>>>>

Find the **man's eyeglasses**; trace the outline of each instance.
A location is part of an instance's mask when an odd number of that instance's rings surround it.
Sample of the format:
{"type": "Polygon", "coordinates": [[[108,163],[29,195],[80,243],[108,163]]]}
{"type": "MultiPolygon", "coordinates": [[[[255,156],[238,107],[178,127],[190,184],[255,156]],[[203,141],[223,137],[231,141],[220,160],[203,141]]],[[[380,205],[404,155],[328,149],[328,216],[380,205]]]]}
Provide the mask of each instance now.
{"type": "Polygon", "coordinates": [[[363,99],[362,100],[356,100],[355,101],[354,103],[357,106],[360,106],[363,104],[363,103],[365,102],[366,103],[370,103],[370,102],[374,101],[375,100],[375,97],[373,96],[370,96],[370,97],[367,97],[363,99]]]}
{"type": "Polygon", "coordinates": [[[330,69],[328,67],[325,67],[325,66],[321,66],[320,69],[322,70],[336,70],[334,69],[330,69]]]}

<<<<

WHAT IS BEING ASKED
Copy the items above, substituting "sunglasses" for "eyeglasses" and leaving every other word and line unchanged.

CORRECT ANSWER
Find the **man's sunglasses**; trace the outline of each instance.
A location is part of an instance's mask when an odd number of that instance's rings surround it.
Sample of the format:
{"type": "Polygon", "coordinates": [[[108,163],[29,195],[80,243],[108,163]]]}
{"type": "MultiPolygon", "coordinates": [[[[255,156],[238,107],[178,127],[190,184],[255,156]],[[203,141],[223,137],[231,141],[220,160],[203,141]]],[[[380,205],[404,155],[328,149],[328,216],[380,205]]]]}
Provide the mask of each instance now.
{"type": "Polygon", "coordinates": [[[363,99],[362,100],[356,100],[355,101],[354,103],[357,106],[360,106],[363,104],[363,103],[365,102],[366,103],[370,103],[370,102],[374,101],[375,100],[375,97],[373,96],[370,96],[370,97],[367,97],[363,99]]]}
{"type": "Polygon", "coordinates": [[[330,69],[328,67],[325,67],[325,66],[321,66],[320,69],[322,70],[336,70],[334,69],[330,69]]]}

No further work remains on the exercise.